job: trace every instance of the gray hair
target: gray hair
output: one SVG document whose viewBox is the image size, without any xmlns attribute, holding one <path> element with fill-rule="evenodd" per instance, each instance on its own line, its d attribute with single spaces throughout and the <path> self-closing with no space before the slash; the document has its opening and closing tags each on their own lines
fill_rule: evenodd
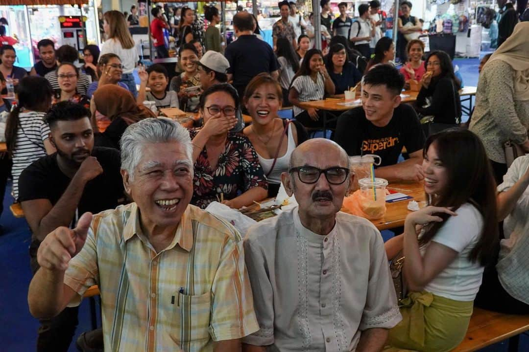
<svg viewBox="0 0 529 352">
<path fill-rule="evenodd" d="M 169 119 L 149 118 L 127 127 L 121 136 L 121 168 L 133 178 L 134 169 L 140 163 L 144 145 L 149 143 L 178 142 L 185 148 L 191 165 L 193 147 L 189 132 L 180 123 Z"/>
</svg>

-- Exercise objective --
Copy out each of the records word for word, omitting the pictures.

-- Correct answer --
job: trace every instance of the gray hair
target: gray hair
output: one SVG document whose viewBox is the image size, without any xmlns attribute, holding one <path> element with fill-rule="evenodd" per instance, each instance on its own line, its d attribute with single spaces throughout and the <path> self-closing with no space before the slash; the document has its opening and closing tags each on their own lines
fill_rule: evenodd
<svg viewBox="0 0 529 352">
<path fill-rule="evenodd" d="M 169 119 L 149 118 L 127 127 L 121 136 L 121 168 L 133 178 L 134 169 L 140 163 L 144 145 L 149 143 L 178 142 L 185 148 L 191 165 L 193 147 L 189 132 L 180 123 Z"/>
</svg>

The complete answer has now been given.